Можете воспроизвести весь листинг ниже строка в строку, не изменив ни одного символа?

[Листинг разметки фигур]
______

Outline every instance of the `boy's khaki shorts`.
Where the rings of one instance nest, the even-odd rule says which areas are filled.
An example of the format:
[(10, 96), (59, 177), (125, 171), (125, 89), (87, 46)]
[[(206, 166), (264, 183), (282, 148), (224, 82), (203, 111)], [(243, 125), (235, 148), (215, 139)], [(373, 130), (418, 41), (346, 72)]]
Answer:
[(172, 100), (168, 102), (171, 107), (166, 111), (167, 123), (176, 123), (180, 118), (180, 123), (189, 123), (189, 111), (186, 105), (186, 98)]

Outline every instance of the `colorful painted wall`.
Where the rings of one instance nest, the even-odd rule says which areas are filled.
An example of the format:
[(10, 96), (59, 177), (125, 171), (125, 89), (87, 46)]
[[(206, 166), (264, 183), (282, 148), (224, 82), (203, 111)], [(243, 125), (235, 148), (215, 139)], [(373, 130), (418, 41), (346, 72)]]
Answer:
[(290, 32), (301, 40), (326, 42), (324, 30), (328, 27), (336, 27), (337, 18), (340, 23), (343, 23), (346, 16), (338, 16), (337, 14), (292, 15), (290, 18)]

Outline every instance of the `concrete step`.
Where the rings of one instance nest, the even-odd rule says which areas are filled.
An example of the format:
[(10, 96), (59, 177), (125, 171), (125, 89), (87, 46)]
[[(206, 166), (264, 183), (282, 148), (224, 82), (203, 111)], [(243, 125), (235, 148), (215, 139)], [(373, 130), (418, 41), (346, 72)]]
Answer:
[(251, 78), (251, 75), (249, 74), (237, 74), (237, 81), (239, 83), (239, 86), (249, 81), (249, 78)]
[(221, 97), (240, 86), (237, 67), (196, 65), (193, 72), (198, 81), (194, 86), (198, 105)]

______

[РЕШЕНИЕ]
Outline every instance of the `boy's khaki shorts`.
Where the rings of one instance nest, the even-odd rule says which areas are filled.
An example of the format:
[(10, 96), (59, 177), (125, 171), (125, 89), (87, 46)]
[[(206, 166), (264, 183), (282, 148), (224, 82), (203, 111)], [(243, 125), (235, 148), (215, 139)], [(373, 130), (418, 41), (346, 72)]]
Answer:
[(172, 100), (168, 102), (171, 107), (166, 111), (167, 123), (176, 123), (180, 118), (180, 123), (189, 123), (189, 111), (186, 105), (186, 98)]

Outline every instance of the `colorful painted wall`.
Where the rings of one instance nest, the even-odd rule says which areas are filled.
An example of the format:
[(10, 96), (59, 177), (125, 171), (125, 89), (87, 46)]
[[(206, 166), (264, 183), (282, 148), (224, 82), (203, 111)], [(243, 125), (235, 148), (215, 139)], [(373, 130), (418, 41), (346, 72)]]
Answer:
[(290, 32), (301, 40), (326, 42), (324, 30), (328, 27), (336, 27), (337, 18), (340, 23), (343, 23), (346, 16), (338, 16), (337, 14), (292, 15), (290, 18)]

Outline every instance of the `concrete step`.
Where the rings of one instance nest, the even-odd rule says which areas are filled.
An example of the format:
[(10, 96), (59, 177), (125, 171), (125, 89), (87, 46)]
[[(206, 166), (264, 183), (282, 148), (224, 82), (203, 111)], [(243, 125), (235, 148), (215, 139)], [(373, 130), (418, 41), (346, 72)]]
Answer:
[(251, 78), (251, 75), (249, 74), (237, 74), (237, 81), (239, 83), (239, 86), (249, 81), (249, 78)]
[(221, 97), (240, 86), (237, 67), (196, 65), (193, 72), (198, 81), (194, 86), (198, 105)]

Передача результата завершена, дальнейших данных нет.